• _REQUIRED WORK_: Collect every line of the listing below that contains the string "black". Case matters, so uppercase and lowercase letters must match.

[Start SOURCE RECORDS]

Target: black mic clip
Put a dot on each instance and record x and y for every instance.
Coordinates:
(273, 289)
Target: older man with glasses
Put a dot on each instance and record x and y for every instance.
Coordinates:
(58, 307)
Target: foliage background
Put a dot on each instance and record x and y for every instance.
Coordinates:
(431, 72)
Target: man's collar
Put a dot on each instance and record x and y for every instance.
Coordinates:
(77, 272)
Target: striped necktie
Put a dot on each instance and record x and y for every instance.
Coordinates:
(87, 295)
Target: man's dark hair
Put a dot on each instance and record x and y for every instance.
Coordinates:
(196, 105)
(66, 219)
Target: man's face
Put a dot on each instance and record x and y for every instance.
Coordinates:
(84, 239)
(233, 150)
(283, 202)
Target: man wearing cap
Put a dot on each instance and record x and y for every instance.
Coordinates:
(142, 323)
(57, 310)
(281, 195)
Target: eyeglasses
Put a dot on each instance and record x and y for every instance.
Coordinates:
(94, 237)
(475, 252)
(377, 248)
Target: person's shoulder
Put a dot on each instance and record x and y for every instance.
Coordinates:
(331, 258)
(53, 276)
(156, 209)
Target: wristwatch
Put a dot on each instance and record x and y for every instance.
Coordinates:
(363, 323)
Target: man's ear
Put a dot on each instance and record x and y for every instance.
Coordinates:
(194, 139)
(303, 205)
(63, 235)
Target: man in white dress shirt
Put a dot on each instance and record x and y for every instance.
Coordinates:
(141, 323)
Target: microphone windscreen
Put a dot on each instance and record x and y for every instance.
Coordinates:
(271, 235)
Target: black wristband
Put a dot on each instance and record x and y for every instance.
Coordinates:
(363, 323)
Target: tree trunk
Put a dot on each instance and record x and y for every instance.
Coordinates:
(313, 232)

[End SOURCE RECORDS]
[Start SOURCE RECORDS]

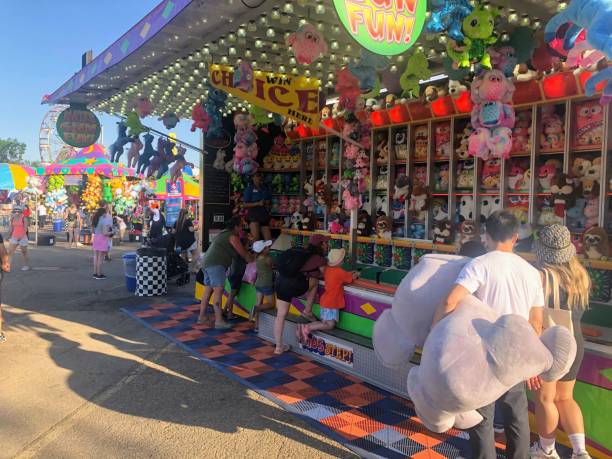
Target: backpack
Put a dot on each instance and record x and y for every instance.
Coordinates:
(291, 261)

[End SOURCE RECORDS]

• _CORRECT ANSWER_:
Target: black mic clip
Target: black wristband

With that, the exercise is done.